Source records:

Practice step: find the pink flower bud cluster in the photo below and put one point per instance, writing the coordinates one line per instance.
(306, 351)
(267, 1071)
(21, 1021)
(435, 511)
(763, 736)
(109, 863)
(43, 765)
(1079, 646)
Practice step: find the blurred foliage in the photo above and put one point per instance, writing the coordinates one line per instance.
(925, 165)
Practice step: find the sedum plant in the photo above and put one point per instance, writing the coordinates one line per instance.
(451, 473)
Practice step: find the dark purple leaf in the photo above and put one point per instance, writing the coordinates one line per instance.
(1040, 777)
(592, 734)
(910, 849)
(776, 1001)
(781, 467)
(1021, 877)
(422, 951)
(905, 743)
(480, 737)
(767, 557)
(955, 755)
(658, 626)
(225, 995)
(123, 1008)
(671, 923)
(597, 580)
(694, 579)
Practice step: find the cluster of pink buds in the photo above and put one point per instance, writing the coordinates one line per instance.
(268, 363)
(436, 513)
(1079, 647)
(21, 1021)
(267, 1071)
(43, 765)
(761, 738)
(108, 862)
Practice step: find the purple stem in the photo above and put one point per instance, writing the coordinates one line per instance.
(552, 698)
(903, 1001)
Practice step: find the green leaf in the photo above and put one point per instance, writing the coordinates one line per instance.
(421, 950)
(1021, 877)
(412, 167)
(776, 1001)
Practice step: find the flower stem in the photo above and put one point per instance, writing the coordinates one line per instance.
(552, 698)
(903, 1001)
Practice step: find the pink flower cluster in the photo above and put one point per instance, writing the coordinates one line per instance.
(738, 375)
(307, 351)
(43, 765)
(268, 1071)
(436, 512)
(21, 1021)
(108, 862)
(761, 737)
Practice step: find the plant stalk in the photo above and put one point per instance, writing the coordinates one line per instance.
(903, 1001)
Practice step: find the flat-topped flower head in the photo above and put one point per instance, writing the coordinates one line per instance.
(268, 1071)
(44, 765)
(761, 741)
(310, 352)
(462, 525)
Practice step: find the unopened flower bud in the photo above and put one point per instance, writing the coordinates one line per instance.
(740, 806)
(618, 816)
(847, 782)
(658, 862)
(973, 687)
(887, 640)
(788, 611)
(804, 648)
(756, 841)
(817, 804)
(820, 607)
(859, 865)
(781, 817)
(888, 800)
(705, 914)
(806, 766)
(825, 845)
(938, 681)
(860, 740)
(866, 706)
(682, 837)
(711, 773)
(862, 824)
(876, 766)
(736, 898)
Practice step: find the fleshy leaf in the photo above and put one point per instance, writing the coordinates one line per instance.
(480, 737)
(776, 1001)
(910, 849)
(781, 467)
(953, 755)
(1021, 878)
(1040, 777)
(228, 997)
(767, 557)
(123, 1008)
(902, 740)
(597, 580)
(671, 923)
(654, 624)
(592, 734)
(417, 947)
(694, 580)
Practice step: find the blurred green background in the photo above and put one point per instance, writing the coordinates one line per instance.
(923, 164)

_TASK BRIEF_
Reproduce the records above exactly, starting with the line that contains "Practice step: find the plant" and ending with the last line.

_EXERCISE ANSWER_
Practice step: find the plant stalk in the photo above and put one point per instance, writing the coordinates one line per instance.
(903, 1001)
Practice step: find the flat-topped flower head in the photo above and put one point per instance, writing the coordinates one line per instance.
(268, 1071)
(44, 765)
(761, 741)
(310, 352)
(462, 525)
Practice step: find the unopened flower bud in the photo above and put one point per instance, writing the coordinates one line per instance.
(740, 806)
(618, 816)
(847, 782)
(658, 862)
(973, 687)
(887, 640)
(788, 611)
(804, 648)
(756, 841)
(817, 804)
(820, 607)
(859, 865)
(781, 817)
(888, 800)
(705, 914)
(806, 766)
(825, 845)
(938, 681)
(860, 740)
(866, 706)
(682, 837)
(711, 773)
(862, 824)
(876, 766)
(736, 898)
Practice step: find the fleshy leaf in the photo above and put one point per instance, writing the coordinates one line per instance.
(480, 737)
(776, 1001)
(910, 849)
(781, 467)
(953, 755)
(1021, 878)
(1040, 777)
(228, 997)
(767, 557)
(123, 1008)
(902, 740)
(597, 580)
(671, 923)
(654, 624)
(592, 734)
(417, 947)
(694, 580)
Practice step: find the blurred green background in the photo above and put one point per instance, writing the coordinates one line per instance.
(923, 164)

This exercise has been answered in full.